■ Problem details:
Which lines of the records below contain the word "hanging"? Select every such line and copy it, with case counting in the match.
[begin Records supplied]
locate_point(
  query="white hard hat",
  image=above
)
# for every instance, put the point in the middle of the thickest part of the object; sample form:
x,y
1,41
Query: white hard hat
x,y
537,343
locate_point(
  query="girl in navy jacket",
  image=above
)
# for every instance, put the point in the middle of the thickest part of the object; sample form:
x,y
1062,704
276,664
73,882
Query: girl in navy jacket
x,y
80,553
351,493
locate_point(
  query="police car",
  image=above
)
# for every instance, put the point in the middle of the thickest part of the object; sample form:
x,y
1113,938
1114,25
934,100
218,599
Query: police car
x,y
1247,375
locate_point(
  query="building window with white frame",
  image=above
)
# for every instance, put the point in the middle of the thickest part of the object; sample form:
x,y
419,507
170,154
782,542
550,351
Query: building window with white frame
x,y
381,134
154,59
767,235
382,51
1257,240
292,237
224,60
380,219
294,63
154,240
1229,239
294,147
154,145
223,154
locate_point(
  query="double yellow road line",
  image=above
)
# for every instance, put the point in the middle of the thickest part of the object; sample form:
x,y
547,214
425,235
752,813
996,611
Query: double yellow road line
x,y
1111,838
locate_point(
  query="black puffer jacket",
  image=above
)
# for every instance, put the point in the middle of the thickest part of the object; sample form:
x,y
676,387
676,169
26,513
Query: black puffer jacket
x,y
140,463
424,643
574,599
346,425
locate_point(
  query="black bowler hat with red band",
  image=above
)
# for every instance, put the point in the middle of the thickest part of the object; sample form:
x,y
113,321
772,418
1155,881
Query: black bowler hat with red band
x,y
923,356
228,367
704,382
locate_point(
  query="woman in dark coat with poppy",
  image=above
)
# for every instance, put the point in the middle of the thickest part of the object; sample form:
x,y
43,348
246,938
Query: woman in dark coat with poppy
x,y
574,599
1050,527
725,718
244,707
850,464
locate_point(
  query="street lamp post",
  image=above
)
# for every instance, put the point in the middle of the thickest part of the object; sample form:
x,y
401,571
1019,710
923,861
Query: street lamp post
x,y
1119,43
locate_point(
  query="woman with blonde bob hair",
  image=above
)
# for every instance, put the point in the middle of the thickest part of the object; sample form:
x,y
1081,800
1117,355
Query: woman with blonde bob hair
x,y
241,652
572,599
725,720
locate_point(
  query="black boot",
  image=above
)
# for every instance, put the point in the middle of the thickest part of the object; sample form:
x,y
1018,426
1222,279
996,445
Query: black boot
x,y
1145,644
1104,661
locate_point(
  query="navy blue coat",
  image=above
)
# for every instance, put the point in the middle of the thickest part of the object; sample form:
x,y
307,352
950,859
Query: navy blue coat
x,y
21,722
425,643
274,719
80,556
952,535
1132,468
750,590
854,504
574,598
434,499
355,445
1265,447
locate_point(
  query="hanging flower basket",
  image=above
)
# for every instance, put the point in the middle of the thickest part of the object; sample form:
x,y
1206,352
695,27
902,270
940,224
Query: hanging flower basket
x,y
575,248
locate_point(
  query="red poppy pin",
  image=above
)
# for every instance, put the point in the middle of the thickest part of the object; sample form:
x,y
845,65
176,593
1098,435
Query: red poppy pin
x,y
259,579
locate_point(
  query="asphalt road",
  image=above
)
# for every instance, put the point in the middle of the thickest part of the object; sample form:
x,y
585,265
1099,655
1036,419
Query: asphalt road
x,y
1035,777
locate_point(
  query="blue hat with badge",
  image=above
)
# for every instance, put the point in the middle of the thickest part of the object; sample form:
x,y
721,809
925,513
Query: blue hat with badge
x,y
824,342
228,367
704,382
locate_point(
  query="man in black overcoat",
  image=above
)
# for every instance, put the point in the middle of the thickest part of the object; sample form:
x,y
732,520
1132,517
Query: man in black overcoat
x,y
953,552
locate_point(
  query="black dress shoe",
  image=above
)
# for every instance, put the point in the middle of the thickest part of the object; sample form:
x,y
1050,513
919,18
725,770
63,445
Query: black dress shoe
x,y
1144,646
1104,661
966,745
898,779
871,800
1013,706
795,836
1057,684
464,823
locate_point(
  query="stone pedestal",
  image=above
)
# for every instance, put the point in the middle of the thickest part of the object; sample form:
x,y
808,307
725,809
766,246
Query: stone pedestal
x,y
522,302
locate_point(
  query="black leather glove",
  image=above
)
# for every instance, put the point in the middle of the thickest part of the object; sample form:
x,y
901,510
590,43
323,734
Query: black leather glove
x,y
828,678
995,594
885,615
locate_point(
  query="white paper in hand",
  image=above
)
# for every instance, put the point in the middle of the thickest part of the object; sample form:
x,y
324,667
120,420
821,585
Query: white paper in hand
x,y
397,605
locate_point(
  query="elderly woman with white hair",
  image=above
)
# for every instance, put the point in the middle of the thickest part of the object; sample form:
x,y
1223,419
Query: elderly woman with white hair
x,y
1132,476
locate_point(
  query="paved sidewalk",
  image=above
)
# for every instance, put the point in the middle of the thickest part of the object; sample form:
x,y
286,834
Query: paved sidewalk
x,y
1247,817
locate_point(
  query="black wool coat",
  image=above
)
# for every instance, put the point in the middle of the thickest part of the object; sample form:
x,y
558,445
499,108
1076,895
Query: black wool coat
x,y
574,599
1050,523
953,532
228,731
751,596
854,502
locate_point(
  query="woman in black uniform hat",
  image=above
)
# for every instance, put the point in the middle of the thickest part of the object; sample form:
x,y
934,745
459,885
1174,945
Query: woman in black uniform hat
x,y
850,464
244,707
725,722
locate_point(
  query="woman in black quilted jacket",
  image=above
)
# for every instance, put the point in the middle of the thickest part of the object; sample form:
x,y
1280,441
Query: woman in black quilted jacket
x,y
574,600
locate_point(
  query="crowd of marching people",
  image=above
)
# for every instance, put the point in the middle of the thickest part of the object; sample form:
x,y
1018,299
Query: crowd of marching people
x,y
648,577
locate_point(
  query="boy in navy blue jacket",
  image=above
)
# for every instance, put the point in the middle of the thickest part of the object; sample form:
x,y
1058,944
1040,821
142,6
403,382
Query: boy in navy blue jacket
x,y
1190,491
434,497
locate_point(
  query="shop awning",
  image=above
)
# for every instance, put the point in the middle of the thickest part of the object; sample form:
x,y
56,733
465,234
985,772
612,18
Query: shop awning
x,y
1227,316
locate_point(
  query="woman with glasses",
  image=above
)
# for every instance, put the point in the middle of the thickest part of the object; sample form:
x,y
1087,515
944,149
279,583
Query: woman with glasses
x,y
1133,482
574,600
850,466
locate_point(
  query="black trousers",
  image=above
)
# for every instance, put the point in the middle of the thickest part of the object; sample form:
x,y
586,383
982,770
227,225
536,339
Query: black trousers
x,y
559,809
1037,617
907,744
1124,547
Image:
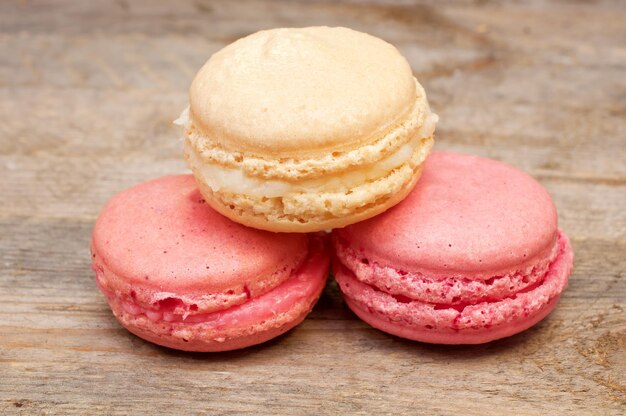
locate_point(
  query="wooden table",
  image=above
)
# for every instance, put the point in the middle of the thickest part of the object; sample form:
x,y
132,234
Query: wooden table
x,y
88,91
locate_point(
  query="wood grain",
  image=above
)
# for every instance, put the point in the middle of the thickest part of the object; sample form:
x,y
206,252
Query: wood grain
x,y
87,94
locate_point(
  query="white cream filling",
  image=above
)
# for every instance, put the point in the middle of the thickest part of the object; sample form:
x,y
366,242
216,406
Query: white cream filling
x,y
236,181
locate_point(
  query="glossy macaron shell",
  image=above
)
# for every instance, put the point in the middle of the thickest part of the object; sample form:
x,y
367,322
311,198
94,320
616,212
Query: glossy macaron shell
x,y
163,238
473,254
468,216
177,273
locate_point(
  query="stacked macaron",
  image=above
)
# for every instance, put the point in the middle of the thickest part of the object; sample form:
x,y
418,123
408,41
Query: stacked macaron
x,y
294,131
300,130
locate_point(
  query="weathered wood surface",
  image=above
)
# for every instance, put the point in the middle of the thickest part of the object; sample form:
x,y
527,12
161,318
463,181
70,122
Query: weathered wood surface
x,y
87,94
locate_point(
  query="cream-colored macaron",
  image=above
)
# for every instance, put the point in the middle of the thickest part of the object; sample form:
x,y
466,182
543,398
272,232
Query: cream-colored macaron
x,y
299,130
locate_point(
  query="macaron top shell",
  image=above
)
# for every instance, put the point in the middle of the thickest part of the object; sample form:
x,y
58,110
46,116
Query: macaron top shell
x,y
161,235
297,91
467,217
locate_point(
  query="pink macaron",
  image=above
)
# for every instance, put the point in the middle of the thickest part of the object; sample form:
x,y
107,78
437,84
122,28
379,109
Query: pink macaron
x,y
178,274
472,255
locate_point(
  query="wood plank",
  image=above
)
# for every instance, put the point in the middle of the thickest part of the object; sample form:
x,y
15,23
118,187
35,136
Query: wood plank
x,y
87,94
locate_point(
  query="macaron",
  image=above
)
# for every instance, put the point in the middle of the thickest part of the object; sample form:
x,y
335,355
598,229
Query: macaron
x,y
473,254
177,273
300,130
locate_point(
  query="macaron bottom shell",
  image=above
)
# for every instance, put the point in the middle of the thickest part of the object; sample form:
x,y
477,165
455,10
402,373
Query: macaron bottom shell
x,y
256,321
458,324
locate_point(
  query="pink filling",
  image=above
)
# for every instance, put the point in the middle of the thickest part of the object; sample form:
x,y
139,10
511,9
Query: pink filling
x,y
448,290
304,284
520,305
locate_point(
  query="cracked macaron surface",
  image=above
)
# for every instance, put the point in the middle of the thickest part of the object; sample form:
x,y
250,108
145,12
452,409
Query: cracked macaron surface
x,y
473,254
177,273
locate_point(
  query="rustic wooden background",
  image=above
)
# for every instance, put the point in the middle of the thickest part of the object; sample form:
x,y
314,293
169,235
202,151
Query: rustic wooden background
x,y
88,91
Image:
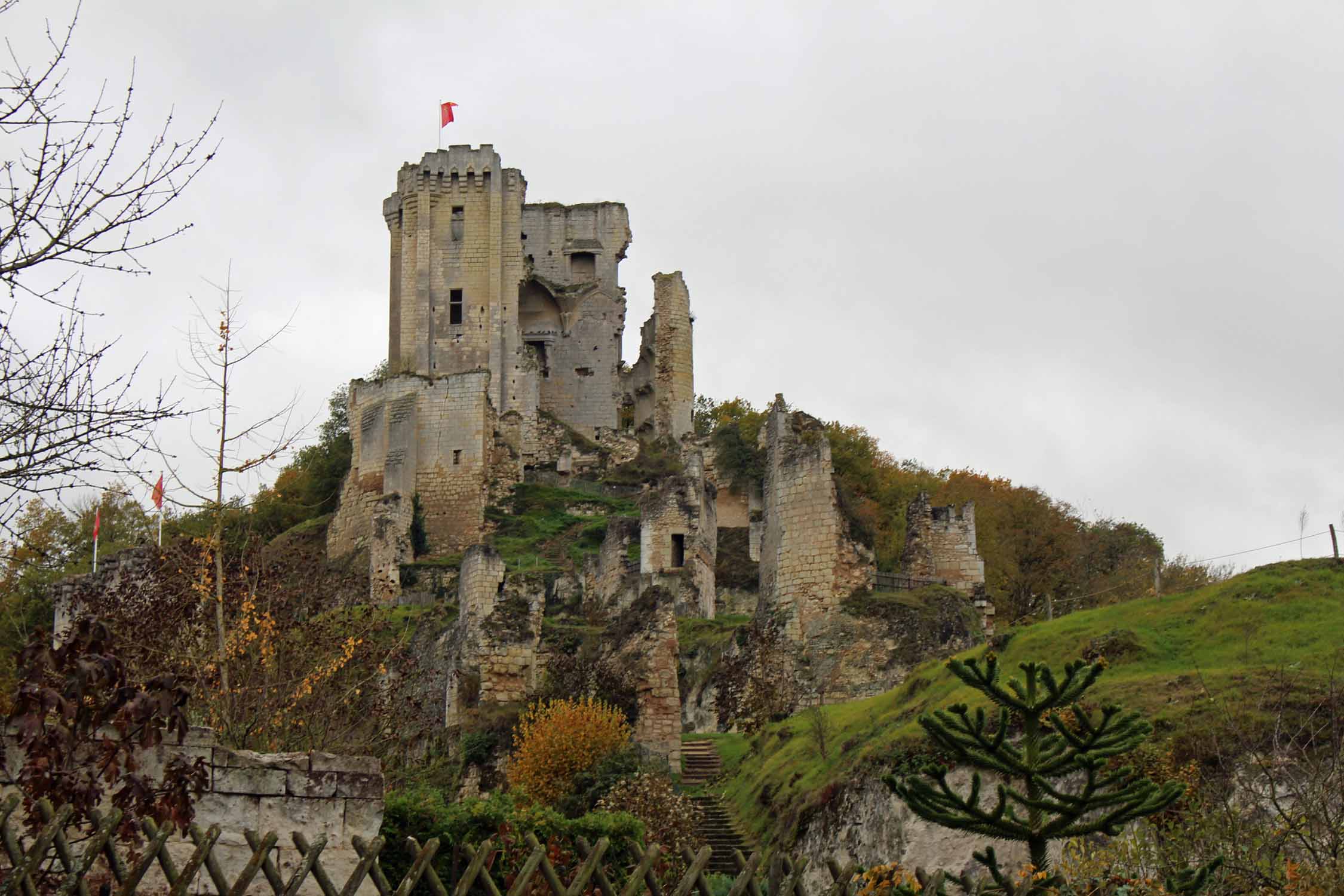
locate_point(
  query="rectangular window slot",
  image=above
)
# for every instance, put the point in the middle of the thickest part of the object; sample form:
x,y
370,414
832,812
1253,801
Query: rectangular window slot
x,y
541,359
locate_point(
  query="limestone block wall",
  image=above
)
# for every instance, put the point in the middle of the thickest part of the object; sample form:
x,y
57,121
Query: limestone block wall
x,y
455,223
678,516
416,434
491,655
312,793
510,639
662,382
653,650
610,579
941,544
389,547
582,385
554,234
735,507
127,573
808,563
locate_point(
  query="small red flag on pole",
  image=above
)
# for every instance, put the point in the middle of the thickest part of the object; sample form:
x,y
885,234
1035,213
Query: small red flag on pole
x,y
159,503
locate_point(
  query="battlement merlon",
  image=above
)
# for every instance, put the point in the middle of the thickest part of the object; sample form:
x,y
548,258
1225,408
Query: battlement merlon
x,y
453,170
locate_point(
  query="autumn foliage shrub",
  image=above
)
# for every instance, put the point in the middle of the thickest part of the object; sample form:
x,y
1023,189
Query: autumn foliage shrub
x,y
670,820
557,739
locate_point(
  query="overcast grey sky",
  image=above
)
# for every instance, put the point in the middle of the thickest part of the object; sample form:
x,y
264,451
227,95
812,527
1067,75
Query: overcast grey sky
x,y
1087,246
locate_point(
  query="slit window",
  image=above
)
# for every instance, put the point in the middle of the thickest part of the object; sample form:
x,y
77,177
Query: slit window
x,y
584,266
541,359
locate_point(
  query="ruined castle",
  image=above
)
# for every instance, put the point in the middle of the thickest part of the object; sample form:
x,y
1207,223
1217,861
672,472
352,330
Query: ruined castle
x,y
504,366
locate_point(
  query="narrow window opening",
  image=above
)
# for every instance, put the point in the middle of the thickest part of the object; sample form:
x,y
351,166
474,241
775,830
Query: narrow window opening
[end Records supplied]
■ Output:
  query="hanging flower basket",
Query: hanging flower basket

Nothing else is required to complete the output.